[Entries pointing to named objects]
....................

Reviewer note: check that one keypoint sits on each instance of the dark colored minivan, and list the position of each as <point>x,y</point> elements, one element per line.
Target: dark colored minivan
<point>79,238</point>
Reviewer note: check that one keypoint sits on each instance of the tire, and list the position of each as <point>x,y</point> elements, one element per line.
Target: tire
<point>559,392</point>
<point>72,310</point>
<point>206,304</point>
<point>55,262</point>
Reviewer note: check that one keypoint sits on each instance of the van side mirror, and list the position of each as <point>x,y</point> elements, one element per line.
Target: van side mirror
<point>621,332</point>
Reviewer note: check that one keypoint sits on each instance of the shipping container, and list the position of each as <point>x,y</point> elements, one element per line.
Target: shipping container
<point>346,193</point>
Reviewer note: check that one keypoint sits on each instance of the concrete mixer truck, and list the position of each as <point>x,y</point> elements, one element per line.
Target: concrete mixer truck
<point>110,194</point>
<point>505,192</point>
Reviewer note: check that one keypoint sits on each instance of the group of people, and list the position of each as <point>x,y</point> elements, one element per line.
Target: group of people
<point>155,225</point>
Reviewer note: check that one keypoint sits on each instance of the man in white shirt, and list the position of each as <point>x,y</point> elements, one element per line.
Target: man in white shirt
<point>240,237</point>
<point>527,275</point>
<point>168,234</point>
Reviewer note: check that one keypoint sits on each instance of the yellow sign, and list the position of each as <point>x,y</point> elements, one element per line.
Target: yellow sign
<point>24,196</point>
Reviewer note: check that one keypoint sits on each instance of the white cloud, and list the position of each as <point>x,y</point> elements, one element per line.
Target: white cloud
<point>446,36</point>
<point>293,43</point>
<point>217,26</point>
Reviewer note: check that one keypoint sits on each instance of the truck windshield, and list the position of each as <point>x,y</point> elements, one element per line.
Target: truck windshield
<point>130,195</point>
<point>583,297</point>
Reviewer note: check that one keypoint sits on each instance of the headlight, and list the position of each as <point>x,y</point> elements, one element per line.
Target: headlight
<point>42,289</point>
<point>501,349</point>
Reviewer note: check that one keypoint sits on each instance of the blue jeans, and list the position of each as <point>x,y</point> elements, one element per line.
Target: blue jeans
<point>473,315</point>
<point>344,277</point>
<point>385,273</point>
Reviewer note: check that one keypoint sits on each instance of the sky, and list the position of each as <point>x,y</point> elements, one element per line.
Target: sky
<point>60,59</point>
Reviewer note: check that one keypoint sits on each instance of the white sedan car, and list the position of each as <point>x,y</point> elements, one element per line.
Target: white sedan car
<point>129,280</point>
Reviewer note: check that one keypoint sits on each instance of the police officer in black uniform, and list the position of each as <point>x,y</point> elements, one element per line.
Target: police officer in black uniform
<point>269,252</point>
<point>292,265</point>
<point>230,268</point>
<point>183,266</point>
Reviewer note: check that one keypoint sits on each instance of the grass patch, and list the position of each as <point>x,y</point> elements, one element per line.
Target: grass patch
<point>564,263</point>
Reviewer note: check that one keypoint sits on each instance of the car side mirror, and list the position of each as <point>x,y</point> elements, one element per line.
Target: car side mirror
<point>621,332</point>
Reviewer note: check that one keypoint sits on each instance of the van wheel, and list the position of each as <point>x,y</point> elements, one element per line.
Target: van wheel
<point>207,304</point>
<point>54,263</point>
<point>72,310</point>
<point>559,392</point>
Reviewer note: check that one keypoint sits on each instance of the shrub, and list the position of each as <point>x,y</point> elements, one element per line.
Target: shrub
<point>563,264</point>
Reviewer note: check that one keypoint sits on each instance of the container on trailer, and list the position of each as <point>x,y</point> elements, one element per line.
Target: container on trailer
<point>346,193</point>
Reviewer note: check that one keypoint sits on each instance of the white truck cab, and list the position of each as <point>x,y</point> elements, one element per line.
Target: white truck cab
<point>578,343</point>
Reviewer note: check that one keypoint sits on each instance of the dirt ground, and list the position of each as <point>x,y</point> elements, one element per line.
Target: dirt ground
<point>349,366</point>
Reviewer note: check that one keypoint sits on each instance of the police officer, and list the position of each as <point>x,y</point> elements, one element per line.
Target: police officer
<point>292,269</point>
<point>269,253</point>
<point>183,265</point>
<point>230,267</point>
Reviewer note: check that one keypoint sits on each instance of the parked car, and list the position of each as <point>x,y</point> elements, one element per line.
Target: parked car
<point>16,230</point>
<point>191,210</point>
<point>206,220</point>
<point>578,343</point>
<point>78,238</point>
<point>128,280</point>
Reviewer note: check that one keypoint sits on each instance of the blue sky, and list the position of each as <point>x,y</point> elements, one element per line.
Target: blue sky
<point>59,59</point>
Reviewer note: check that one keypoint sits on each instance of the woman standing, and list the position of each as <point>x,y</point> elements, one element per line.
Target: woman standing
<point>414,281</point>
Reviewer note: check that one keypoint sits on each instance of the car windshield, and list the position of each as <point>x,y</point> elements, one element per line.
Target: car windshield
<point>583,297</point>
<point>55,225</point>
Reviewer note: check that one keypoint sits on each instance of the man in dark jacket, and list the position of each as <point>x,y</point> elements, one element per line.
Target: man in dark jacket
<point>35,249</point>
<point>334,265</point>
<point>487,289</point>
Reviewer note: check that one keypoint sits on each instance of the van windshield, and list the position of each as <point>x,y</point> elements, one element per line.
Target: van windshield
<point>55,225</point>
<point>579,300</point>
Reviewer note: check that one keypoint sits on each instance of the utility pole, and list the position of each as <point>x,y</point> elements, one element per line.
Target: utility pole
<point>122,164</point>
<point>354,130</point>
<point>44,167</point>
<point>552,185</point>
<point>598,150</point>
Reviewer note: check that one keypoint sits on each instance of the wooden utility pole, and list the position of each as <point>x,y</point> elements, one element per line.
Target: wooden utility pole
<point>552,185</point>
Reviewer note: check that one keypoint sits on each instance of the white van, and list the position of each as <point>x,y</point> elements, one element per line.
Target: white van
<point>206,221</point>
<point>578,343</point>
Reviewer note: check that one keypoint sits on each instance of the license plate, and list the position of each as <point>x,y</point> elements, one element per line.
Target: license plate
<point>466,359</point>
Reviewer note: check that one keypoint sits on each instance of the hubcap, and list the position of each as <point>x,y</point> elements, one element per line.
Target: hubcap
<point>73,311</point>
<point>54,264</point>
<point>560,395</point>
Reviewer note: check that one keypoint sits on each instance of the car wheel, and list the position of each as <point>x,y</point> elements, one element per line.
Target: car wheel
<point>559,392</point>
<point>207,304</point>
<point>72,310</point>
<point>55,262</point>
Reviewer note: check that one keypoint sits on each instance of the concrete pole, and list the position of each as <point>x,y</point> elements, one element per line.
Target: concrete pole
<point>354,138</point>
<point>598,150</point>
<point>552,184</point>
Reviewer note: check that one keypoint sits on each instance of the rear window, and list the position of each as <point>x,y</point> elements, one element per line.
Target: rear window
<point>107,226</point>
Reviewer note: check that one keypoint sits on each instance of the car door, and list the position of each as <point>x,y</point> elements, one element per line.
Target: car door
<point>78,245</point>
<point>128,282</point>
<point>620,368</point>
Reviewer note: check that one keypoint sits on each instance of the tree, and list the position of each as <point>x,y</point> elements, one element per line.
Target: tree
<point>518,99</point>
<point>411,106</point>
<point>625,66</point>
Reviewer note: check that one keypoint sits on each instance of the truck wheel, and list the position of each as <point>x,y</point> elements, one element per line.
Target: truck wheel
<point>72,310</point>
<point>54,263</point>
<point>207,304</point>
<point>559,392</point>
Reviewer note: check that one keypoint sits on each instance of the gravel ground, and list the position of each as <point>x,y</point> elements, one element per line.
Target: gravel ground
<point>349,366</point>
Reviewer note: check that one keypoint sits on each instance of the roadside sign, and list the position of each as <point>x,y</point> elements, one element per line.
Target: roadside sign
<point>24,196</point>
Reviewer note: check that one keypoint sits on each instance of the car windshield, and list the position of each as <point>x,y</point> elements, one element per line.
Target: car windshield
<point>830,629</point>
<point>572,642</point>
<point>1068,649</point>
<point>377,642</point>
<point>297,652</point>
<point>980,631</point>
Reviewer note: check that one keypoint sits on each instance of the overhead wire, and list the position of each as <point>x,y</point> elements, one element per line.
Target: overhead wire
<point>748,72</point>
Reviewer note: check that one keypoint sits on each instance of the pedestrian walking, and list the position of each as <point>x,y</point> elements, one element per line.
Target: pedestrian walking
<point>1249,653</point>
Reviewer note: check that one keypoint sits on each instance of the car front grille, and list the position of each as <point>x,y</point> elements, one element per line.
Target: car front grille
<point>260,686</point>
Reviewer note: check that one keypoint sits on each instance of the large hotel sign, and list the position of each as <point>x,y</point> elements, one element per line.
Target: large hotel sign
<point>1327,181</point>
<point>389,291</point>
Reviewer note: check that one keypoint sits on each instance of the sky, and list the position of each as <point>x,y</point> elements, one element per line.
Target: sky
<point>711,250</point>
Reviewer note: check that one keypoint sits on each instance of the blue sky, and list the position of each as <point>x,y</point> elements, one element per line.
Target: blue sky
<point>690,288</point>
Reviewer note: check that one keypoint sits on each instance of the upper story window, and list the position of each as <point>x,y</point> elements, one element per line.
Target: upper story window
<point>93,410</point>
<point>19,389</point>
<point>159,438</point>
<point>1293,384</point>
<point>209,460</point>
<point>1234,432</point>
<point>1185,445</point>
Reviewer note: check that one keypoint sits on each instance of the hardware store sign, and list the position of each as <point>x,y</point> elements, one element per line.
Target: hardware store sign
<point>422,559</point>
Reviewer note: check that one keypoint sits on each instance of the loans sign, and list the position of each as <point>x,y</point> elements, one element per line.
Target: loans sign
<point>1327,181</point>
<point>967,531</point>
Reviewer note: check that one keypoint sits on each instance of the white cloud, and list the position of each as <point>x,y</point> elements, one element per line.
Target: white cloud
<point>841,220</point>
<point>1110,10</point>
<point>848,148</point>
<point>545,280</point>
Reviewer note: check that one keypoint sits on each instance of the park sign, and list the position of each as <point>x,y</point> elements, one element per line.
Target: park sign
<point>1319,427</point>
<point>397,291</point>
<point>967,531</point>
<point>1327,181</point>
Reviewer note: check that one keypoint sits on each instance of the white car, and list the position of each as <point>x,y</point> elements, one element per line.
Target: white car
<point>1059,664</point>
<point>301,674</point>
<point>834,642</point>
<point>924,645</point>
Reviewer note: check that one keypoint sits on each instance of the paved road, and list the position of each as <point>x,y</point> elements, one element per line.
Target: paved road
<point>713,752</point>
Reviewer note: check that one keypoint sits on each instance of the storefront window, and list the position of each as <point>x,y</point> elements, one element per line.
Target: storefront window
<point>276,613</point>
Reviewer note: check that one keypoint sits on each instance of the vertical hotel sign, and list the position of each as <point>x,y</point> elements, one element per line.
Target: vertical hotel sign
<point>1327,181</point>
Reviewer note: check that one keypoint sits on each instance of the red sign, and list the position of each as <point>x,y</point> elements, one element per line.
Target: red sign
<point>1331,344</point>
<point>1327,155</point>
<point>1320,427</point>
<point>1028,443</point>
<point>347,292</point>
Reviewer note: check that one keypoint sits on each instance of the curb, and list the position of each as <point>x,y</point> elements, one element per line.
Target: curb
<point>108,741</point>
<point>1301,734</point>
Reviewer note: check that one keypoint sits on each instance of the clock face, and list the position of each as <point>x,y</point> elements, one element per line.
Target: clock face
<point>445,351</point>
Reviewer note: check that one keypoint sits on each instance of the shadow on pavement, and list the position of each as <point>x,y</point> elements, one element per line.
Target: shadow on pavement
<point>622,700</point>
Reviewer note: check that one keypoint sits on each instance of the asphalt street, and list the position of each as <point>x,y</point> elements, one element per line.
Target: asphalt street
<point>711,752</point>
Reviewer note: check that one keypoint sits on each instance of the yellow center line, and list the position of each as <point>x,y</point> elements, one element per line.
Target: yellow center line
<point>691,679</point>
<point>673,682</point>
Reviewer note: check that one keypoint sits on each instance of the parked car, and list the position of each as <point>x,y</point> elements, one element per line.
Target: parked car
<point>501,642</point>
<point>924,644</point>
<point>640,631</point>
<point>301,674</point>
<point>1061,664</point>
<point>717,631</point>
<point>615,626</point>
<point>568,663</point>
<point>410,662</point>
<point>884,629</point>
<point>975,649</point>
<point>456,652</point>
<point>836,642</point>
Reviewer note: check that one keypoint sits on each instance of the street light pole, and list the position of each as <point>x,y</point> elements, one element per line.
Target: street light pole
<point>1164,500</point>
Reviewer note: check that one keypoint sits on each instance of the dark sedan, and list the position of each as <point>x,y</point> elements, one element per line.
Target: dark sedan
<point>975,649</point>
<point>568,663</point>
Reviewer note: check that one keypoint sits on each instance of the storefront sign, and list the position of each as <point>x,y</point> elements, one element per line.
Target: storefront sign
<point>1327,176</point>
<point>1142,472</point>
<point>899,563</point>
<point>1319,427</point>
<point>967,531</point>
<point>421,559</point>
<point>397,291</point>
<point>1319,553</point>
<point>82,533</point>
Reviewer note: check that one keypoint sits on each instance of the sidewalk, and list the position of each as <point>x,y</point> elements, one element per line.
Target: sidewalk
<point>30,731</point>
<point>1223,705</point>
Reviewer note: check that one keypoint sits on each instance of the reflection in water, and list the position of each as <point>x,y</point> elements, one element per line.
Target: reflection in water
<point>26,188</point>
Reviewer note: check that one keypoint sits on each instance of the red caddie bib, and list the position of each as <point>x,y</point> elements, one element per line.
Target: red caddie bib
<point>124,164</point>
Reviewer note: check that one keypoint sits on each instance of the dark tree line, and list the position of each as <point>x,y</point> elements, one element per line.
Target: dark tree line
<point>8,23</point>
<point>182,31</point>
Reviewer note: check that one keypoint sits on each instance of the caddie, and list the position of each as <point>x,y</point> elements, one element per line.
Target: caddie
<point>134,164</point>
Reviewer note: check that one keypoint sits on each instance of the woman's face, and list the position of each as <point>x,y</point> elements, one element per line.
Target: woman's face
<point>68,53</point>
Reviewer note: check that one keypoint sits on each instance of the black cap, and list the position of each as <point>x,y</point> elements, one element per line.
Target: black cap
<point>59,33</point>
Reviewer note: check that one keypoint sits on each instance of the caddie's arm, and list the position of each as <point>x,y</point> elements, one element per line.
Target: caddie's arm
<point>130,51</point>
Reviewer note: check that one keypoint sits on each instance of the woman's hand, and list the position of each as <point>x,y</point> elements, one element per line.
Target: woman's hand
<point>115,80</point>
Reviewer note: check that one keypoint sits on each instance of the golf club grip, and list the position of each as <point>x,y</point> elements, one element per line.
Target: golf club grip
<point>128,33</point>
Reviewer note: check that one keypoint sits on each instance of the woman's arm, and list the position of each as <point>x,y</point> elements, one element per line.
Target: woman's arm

....................

Your goal: Render the lines from the start of the records through the line with "<point>79,238</point>" as a JSON list of strings, one string per line, skipping blank lines.

Right answer:
[
  "Reviewer note: check that one keypoint sits on each instance of the dark colored minivan, and list the position of each as <point>x,y</point> elements, one element per line.",
  "Target: dark colored minivan",
  "<point>79,238</point>"
]